• Data supplied:
────────────────

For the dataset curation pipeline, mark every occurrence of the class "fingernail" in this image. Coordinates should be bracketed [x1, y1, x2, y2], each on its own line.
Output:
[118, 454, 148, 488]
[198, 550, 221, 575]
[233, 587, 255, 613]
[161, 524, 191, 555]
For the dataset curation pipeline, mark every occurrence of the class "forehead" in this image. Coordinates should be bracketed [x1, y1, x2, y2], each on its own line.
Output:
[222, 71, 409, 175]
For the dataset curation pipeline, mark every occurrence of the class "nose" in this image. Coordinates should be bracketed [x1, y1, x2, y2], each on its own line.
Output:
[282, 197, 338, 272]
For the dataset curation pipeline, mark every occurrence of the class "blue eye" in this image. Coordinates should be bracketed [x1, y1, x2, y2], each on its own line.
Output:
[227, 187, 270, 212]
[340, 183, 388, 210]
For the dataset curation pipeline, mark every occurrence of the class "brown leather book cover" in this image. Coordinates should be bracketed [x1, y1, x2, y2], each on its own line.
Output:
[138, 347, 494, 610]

────────────────

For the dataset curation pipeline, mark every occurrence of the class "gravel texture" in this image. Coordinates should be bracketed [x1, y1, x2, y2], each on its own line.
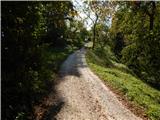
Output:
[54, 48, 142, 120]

────────────────

• Work request:
Show every line of the records above that contains the word "this".

• Response box:
For the dataset curation pipeline, mark every occurrence of the class "fingernail" in this image. Coordinates should be bracketed [x1, y1, x2, y2], each on its own line.
For the dataset curation pipeline, mark every occurrence of the class "forehead" in this image. Coordinates should be bracketed [x1, y1, x2, y2], each on its own line.
For the dataset curation pipeline, mark every occurrence of the class "nose" in this image. Coordinates should be bracketed [x1, y1, x2, y2], each on its own line.
For the dataset curation pipeline, mark every occurrence of the class "blue eye" in this image. Coordinates should be bracketed [x1, y1, x2, y2], each on its own line.
For the dataset curation pipeline, mark every occurrence of the class "brown leather book cover" in this image. Coordinates should be bracketed [x1, y1, x2, y2], each on its own line.
For the dataset curation pipeline, mark every occurrence of the class "gravel texture" in this image. Coordinates should be bracketed [x1, y1, x2, y2], each on its own line.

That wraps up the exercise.